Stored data
↓↓↓

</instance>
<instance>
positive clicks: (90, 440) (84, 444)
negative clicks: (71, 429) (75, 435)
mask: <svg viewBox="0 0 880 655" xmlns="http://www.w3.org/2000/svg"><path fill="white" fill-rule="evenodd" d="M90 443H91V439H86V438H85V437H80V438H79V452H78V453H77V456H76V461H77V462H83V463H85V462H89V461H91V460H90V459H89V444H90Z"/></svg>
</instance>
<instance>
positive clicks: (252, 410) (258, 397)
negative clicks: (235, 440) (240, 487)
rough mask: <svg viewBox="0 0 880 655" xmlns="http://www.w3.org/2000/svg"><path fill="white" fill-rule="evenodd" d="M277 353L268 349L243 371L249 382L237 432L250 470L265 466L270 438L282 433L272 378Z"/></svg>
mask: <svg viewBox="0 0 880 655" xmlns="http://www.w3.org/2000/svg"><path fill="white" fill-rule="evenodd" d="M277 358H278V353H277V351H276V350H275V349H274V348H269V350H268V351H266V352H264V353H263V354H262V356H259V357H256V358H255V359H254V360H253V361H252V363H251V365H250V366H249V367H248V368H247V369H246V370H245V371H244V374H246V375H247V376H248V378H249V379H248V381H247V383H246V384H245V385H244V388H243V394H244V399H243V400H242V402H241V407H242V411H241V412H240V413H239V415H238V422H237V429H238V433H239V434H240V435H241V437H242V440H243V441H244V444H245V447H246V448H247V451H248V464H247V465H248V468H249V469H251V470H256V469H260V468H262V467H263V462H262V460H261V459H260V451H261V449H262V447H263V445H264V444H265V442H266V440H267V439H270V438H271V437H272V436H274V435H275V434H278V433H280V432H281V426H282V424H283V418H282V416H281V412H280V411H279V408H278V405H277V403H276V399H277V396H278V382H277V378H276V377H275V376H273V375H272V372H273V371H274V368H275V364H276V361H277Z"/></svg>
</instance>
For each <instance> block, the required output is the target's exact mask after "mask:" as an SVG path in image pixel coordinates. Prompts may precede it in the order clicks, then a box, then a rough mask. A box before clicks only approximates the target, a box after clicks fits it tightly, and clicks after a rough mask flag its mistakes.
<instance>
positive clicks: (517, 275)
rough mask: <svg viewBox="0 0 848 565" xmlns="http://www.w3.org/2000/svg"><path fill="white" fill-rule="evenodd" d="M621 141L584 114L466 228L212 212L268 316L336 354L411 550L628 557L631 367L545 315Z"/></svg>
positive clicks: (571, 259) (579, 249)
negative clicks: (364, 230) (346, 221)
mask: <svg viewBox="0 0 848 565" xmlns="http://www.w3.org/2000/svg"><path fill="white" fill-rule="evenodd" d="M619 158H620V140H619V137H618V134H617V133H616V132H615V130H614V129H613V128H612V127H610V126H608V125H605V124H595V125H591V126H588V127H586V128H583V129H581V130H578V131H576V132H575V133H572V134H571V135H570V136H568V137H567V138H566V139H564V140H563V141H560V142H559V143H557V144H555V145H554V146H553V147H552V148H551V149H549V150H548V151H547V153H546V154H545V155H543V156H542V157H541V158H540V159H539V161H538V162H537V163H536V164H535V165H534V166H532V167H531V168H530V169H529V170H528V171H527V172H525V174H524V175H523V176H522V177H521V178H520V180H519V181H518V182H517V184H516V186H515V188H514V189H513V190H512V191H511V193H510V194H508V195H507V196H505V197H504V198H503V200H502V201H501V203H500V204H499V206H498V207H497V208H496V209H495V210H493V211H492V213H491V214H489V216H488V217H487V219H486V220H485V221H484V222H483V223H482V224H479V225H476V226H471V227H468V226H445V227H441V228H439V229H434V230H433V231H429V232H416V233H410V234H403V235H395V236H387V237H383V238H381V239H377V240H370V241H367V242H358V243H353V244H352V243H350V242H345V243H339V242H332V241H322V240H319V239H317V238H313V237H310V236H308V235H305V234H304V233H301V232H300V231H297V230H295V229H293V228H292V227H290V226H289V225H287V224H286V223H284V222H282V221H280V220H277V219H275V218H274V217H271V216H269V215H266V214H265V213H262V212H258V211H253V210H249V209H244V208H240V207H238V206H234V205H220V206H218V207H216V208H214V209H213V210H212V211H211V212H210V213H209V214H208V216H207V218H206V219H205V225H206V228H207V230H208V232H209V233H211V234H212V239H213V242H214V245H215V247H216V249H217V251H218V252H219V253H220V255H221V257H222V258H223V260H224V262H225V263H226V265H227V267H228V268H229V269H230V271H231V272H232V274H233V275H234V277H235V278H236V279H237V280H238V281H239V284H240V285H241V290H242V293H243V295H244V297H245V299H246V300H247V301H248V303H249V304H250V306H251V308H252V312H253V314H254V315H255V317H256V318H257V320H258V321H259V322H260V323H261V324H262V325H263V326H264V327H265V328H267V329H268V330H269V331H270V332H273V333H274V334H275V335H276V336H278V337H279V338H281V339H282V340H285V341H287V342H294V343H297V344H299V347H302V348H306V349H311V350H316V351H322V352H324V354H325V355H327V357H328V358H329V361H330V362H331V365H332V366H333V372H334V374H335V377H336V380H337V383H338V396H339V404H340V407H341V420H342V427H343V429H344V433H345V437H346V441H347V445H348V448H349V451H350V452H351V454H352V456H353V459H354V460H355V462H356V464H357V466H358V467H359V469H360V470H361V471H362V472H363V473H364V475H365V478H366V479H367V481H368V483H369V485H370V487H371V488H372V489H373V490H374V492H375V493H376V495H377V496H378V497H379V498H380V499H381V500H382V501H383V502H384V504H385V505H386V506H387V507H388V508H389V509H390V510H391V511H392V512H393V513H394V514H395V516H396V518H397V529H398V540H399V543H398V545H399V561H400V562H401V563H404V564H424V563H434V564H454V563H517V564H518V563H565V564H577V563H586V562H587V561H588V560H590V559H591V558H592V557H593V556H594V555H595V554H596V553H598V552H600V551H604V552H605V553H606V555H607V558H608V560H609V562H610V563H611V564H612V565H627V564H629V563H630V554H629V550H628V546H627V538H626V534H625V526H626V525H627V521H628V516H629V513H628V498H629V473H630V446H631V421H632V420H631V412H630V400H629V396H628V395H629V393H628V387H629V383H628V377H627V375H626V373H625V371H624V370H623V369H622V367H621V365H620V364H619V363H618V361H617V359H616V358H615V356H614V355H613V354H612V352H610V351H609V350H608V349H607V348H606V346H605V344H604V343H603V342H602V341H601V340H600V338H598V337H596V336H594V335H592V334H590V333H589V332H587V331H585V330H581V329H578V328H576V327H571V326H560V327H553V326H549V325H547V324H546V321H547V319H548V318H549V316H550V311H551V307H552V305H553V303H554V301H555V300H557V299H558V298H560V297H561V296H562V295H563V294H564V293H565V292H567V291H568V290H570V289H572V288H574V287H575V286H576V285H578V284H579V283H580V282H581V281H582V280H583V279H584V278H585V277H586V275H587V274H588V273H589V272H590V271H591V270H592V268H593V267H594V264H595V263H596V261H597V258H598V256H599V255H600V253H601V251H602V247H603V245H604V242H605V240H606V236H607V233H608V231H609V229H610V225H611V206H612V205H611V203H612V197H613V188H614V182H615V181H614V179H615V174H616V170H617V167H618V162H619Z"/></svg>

↑↑↑

### Task brief
Report all lines of the data that include the word "positive".

### Answer for the task
positive clicks: (90, 440) (84, 444)
positive clicks: (252, 410) (258, 397)
positive clicks: (517, 275)
positive clicks: (571, 259) (579, 249)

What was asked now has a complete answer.